▶ **What the task asks**: Using the data below, copy out all lines with the word "window".

▶ **Input data**:
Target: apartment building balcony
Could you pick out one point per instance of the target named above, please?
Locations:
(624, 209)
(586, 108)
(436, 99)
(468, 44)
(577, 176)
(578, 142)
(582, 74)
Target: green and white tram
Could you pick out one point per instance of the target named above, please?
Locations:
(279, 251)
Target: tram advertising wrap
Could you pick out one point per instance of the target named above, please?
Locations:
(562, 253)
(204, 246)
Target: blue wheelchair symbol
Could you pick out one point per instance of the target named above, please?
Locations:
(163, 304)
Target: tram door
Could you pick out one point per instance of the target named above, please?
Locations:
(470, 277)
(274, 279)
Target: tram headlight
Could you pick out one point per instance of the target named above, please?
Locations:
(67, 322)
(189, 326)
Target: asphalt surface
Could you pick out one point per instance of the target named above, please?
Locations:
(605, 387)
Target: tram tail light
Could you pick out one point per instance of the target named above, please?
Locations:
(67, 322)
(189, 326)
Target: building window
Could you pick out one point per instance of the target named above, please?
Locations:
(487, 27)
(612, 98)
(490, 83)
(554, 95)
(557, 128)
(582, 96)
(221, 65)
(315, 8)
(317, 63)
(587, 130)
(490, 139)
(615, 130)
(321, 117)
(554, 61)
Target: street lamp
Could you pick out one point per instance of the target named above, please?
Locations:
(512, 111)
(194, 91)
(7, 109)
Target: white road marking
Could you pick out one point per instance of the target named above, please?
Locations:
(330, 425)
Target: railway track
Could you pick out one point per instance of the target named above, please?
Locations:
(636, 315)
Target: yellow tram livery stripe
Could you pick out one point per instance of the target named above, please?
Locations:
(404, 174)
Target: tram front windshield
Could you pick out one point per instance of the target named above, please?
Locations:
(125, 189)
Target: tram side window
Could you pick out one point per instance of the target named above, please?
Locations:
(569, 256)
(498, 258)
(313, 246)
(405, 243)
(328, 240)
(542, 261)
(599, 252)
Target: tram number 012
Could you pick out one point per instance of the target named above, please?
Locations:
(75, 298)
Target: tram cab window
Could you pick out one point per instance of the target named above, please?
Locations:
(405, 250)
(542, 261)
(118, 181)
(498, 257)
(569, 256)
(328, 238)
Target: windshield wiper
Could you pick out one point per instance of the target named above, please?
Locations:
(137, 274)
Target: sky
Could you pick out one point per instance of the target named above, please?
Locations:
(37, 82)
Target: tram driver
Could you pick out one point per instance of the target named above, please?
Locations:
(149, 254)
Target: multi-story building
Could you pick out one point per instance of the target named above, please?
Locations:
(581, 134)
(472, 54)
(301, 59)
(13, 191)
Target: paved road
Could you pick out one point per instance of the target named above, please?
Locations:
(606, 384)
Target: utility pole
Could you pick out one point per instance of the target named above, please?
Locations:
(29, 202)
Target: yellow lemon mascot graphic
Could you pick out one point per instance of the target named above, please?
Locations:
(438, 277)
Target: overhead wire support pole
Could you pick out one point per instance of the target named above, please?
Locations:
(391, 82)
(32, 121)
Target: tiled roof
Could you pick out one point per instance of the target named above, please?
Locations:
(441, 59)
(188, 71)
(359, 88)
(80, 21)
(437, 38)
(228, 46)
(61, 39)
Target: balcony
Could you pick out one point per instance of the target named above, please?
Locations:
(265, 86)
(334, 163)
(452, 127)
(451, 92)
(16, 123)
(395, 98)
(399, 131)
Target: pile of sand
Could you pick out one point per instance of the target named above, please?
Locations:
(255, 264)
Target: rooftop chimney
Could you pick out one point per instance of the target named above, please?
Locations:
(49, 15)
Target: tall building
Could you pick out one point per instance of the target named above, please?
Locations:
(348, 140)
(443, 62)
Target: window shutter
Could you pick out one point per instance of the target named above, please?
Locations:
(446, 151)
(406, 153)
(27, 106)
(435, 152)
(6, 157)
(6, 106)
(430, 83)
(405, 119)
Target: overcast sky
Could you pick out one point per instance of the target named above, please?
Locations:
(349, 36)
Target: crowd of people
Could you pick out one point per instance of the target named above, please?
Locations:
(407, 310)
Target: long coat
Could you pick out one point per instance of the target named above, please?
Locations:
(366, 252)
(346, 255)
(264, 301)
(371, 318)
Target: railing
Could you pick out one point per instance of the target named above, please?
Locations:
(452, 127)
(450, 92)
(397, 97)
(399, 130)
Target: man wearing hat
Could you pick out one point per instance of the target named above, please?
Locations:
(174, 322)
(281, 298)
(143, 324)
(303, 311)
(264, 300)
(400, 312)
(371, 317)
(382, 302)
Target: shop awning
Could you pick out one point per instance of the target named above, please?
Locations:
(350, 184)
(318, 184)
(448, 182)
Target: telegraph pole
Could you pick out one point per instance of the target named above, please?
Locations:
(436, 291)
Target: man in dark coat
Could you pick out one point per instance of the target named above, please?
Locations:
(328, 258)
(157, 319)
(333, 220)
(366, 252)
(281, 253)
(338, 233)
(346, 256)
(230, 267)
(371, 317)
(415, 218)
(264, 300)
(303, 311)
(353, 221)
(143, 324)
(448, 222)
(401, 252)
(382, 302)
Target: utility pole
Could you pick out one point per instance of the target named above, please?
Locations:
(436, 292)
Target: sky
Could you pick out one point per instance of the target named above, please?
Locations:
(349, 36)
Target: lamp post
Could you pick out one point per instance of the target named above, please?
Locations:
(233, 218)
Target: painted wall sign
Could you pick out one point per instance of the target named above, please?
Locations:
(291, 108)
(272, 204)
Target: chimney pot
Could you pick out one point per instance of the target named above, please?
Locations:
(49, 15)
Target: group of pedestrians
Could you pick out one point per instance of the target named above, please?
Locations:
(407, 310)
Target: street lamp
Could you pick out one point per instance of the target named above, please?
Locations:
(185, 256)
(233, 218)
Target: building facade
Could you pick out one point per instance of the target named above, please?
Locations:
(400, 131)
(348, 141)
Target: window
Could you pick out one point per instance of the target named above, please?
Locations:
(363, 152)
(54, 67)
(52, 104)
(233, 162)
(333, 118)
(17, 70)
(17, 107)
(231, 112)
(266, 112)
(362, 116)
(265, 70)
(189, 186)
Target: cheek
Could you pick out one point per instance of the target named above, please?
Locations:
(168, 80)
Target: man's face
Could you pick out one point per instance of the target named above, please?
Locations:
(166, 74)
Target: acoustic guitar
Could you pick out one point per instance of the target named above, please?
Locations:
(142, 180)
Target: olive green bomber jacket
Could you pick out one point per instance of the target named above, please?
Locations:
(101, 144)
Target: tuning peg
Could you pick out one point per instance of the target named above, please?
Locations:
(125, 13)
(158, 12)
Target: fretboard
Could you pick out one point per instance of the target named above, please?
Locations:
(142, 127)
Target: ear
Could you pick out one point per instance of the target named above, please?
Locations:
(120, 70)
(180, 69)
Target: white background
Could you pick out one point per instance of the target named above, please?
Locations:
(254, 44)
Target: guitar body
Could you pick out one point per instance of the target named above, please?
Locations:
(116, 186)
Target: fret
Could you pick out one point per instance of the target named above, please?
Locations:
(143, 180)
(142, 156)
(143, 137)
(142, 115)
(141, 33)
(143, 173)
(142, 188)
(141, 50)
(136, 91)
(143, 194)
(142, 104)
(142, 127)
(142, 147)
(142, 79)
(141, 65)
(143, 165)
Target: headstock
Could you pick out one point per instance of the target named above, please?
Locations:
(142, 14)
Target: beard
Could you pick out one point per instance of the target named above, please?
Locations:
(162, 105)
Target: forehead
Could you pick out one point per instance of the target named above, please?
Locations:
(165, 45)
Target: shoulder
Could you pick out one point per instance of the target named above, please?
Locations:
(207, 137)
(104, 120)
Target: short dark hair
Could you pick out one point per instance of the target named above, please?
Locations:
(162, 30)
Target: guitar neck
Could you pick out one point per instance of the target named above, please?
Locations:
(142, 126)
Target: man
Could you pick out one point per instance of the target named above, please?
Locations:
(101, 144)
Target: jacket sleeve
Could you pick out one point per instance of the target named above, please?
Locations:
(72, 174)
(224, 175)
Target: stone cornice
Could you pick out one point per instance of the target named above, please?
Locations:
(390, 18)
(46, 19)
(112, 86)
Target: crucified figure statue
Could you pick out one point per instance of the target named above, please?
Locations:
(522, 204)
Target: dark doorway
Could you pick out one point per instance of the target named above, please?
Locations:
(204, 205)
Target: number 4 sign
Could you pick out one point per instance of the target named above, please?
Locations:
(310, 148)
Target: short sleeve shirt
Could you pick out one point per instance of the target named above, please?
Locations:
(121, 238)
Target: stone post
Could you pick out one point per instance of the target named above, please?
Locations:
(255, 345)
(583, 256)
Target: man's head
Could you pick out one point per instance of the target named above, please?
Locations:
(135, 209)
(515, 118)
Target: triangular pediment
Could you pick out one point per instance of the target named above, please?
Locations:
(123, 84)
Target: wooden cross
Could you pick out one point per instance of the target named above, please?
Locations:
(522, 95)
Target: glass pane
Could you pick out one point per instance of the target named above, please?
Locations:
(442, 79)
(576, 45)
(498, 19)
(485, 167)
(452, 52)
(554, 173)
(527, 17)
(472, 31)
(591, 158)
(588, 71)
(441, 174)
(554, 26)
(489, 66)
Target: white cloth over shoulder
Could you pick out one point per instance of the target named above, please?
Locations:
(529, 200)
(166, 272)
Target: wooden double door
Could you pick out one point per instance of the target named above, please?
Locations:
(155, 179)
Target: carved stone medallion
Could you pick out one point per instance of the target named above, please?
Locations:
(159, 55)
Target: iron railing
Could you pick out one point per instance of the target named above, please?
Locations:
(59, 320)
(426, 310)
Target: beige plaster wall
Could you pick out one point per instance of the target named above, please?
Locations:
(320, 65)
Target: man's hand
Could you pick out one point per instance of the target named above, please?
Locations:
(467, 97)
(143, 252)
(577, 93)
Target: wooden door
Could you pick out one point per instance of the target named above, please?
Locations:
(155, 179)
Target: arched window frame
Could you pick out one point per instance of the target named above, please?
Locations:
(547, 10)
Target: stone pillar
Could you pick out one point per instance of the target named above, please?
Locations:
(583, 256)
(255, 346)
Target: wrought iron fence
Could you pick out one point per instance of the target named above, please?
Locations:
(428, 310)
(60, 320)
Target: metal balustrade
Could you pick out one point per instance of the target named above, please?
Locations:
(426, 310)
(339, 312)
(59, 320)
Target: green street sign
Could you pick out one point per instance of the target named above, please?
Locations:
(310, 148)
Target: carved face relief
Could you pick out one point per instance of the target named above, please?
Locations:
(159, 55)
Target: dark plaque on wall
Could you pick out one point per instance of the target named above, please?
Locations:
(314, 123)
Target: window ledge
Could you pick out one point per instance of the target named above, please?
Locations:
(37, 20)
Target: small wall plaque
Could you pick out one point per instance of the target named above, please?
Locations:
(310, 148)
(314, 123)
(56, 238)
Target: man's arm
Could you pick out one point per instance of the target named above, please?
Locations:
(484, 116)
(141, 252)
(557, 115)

▶ **Solution**:
Target: building window
Target: tram side window
Target: tram cab window
Target: window shutter
Target: window
Target: arched window frame
Target: window ledge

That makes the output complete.